===== MATERIAL PROVIDED
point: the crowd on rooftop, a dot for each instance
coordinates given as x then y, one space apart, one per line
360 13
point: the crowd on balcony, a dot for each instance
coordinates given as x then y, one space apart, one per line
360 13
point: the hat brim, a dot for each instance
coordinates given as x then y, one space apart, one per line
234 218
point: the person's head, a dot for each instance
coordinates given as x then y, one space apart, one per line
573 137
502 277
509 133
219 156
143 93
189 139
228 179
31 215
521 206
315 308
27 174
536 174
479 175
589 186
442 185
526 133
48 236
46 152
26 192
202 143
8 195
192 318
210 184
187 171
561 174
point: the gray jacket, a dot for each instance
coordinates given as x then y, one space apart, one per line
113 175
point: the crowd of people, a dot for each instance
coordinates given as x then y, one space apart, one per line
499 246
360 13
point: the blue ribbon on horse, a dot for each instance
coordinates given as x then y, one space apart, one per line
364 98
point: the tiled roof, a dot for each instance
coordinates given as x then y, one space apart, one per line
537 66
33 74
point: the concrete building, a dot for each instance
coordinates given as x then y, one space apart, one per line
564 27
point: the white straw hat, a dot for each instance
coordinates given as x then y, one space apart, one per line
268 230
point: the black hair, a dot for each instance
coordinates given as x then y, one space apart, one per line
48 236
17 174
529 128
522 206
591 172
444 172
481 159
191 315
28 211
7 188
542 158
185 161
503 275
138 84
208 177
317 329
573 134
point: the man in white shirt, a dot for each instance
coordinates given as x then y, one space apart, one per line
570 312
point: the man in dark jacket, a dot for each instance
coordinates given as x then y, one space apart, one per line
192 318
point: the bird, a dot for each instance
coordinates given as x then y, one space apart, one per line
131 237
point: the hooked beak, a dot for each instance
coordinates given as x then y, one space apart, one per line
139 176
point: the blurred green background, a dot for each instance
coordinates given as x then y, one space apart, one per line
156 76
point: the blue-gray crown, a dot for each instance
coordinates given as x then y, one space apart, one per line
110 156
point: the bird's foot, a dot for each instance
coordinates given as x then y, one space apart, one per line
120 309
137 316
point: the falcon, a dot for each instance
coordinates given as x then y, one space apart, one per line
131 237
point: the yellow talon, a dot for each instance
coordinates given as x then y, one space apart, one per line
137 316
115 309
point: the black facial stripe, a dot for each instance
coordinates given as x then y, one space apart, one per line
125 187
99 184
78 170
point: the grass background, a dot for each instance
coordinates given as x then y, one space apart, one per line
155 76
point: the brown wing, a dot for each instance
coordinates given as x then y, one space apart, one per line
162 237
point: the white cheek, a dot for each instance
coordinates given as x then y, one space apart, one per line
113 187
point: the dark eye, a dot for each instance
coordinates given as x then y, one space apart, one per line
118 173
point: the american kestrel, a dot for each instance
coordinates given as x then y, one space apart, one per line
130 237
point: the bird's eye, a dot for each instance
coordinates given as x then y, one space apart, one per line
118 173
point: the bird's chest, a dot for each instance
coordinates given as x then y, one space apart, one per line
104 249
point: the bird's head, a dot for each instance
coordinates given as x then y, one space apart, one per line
==========
Print the entries exactly. Include every one.

- _RESPONSE FOR THIS EXERCISE_:
point: the crowd on rooftop, a dot for each instance
coordinates given as x then y, one space apart, one per line
360 13
point: the crowd on balcony, a dot for each instance
coordinates given as x then y, one space apart, one per line
360 13
point: the hat brim, a dot for each instance
coordinates given as x then y, one space apart, one per line
234 218
point: the person's head, a dot for each instance
coordinates given as x then y, one space apart, one per line
573 137
502 277
509 133
219 156
143 93
189 139
228 179
31 215
521 206
315 308
27 174
536 174
479 175
589 186
442 185
526 133
48 236
46 152
26 192
202 143
8 195
192 318
210 184
187 171
561 174
point: the gray jacket, a dot for each instance
coordinates given as x then y, one space apart, one per line
113 175
point: the crowd of people, a dot for each instance
coordinates given as x then y, one space apart, one per line
499 246
360 13
point: the blue ribbon on horse, a dot for each instance
coordinates given as x then y, one space apart, one per line
364 98
point: the tiled roof, a dot for each instance
coordinates given as x then y, one space apart, one per line
537 66
33 74
point: the concrete building, a dot for each instance
coordinates given as x then y, one space apart, one per line
564 27
point: the white straw hat, a dot for each instance
coordinates given as x then y, one space apart, one per line
268 230
point: the black hair, a dot for each instance
coordinates given as x then y, one space apart, one per line
48 236
17 174
529 128
522 206
591 172
444 172
481 159
191 315
28 211
7 188
542 158
185 161
503 275
138 84
208 177
317 329
573 134
point: the man in white shirt, a dot for each instance
coordinates given as x then y, one space apart, one per line
570 312
point: the man in dark jacket, a dot for each instance
coordinates given as x then y, one space apart, one per line
192 318
point: the bird, a dot for each instance
coordinates given as x then y, one space apart, one per line
131 237
point: the hooked beak, a dot for each instance
coordinates given as x then y, one space apart, one per line
139 176
point: the blurred green background, a dot for each instance
coordinates given as x then y, one space apart, one per line
156 76
point: the blue-gray crown, a dot for each instance
coordinates given as x then y, one space apart, one per line
110 156
point: the bird's foot, a dot for each instance
coordinates given as x then y, one space apart, one per line
120 309
137 316
point: the falcon, a dot for each instance
coordinates given as x then y, one space apart, one per line
131 237
point: the yellow talon, a dot for each instance
coordinates given as x then y, one space apart, one per line
137 316
115 309
point: the black facial stripe, a dot for each instance
coordinates given as x then y, one space apart, one per line
125 187
99 184
78 170
point: the grass background, a dot for each instance
coordinates given as x then y, one space apart, one per line
155 76
point: the brown wing, a dot for each instance
coordinates given as x then y, one space apart, one per line
162 237
point: the white cheek, a dot for each instance
coordinates given as x then y, one space apart, one per line
113 187
point: the dark eye, a dot for each instance
coordinates given as x then y, one space apart, one per line
118 173
point: the american kestrel, a dot for each instance
coordinates given as x then y, one space apart, one per line
130 237
point: the bird's eye, a dot for each instance
coordinates given as x then y, one space apart, one per line
118 173
point: the bird's chest, a dot for each instance
coordinates given as x then y, one space apart, one per line
104 249
point: the bird's head, a dot for each instance
coordinates given as x then y, one space apart, one per line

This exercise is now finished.